[Referring expression pointing data]

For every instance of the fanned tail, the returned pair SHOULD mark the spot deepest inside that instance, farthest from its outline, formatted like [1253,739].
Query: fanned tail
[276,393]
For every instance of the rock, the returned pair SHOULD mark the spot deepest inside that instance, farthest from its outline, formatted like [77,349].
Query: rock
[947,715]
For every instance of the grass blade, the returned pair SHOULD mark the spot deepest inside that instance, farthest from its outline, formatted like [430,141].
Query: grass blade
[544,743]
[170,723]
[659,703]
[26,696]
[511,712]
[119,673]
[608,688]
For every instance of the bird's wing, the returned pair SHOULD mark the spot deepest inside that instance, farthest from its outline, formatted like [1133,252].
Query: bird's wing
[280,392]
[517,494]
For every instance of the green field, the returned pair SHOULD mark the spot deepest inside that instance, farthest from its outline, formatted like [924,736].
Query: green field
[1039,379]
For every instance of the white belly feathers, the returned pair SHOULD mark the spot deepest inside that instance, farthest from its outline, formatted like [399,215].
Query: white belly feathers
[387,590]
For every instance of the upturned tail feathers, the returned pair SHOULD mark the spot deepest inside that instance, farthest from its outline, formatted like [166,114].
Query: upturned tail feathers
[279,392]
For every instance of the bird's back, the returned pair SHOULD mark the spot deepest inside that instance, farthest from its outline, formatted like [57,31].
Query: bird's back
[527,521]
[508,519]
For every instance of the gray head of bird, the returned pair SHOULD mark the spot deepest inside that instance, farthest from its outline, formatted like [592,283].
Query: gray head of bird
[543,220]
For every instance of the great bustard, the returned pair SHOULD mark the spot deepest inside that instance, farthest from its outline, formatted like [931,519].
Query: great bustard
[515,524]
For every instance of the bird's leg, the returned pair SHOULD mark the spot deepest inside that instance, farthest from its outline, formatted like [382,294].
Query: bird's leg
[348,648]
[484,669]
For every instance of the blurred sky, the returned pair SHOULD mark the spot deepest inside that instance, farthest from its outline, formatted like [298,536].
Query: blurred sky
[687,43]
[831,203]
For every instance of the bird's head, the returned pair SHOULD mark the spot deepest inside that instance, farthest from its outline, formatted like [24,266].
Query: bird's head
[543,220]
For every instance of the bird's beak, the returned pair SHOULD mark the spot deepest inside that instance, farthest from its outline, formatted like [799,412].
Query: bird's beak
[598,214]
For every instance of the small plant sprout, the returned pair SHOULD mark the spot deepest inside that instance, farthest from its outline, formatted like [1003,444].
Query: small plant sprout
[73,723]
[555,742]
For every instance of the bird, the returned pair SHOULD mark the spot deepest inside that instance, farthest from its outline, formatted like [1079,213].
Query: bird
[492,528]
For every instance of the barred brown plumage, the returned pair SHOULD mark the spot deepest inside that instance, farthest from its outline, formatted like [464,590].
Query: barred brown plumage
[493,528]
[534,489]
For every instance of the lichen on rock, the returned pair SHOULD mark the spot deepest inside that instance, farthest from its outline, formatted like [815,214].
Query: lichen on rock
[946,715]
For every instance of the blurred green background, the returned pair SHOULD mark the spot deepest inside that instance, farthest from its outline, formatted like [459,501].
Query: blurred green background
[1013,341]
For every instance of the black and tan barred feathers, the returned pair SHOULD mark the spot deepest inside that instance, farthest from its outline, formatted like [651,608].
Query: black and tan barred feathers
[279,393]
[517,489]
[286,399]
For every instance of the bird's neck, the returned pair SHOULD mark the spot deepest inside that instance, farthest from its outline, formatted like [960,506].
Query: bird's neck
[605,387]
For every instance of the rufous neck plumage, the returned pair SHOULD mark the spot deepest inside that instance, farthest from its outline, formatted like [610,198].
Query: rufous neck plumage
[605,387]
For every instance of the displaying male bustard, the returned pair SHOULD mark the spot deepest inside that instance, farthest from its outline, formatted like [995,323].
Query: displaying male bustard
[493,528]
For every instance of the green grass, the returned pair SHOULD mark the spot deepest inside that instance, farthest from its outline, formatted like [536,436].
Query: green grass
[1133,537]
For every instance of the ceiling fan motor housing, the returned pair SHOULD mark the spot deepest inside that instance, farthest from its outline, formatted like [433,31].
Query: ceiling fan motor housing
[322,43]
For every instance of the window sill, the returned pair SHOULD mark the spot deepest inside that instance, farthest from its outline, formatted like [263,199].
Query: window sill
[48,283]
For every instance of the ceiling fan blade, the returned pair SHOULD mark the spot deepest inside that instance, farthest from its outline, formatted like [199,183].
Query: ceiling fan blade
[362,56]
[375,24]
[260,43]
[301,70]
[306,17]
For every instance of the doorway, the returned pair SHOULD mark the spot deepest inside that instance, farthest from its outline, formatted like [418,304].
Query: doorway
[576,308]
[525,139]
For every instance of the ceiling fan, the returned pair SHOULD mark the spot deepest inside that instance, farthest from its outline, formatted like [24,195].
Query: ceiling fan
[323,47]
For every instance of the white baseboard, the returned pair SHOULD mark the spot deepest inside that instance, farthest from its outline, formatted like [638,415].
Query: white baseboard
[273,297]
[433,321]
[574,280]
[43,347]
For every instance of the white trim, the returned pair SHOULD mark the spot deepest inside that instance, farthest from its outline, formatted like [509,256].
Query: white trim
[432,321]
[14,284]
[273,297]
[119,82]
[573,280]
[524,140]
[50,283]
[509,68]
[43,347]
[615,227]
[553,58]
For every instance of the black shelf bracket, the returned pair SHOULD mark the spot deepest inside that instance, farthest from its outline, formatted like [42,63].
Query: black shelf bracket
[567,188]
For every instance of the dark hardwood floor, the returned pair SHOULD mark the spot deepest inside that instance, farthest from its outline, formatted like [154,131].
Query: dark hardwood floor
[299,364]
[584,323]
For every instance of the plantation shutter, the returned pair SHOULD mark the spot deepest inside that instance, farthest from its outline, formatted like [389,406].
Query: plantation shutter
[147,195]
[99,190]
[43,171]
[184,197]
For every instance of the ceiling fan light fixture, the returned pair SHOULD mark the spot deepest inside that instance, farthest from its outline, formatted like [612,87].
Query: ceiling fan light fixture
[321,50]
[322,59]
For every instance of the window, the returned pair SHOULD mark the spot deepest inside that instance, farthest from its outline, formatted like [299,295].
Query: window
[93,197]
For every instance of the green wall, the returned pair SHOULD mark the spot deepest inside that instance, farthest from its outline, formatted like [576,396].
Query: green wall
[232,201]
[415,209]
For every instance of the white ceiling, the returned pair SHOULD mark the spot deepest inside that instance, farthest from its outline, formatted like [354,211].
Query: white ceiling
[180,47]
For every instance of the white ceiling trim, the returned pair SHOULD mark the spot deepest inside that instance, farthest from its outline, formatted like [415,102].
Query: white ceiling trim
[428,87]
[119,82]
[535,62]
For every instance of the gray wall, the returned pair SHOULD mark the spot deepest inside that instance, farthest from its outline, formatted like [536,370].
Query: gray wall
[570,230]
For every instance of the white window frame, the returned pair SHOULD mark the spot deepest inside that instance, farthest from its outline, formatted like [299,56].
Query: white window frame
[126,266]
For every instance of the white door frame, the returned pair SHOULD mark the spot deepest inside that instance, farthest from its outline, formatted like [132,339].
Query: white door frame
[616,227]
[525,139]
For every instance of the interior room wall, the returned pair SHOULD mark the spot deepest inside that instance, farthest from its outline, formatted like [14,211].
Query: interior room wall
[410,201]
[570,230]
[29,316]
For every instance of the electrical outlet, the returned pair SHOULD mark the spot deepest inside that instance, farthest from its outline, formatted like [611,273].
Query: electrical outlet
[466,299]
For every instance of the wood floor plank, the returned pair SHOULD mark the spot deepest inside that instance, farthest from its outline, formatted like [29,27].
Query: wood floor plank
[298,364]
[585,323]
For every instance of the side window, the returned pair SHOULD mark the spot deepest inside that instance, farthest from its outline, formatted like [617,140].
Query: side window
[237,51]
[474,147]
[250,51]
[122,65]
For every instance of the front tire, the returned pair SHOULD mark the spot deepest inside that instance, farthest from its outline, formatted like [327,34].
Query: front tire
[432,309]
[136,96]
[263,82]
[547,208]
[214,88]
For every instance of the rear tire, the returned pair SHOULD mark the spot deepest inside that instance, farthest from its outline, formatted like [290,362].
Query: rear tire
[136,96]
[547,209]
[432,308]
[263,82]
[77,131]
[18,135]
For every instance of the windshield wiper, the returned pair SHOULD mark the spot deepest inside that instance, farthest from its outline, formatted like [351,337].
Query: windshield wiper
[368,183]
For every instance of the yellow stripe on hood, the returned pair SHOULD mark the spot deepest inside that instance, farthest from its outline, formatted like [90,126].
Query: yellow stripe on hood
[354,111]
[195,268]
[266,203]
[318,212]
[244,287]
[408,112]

Exercise prompt: What is needed is a verbatim copy of every line in the records above from the one containing "For every instance of the white ceiling trim, the" down to the one containing "For every instance of the gray wall, the", both included, and nothing more.

Solution:
For every instance of the white ceiling trim, the returned pair SHOULD mark the spot deepest inside that instance, farthest from its outline, formatted like [415,102].
Query: white ceiling trim
[428,87]
[119,82]
[535,62]
For every instance of the gray wall, the returned pair SHOULD mark the spot deepest inside that instance, farthest from its outline, formatted like [536,370].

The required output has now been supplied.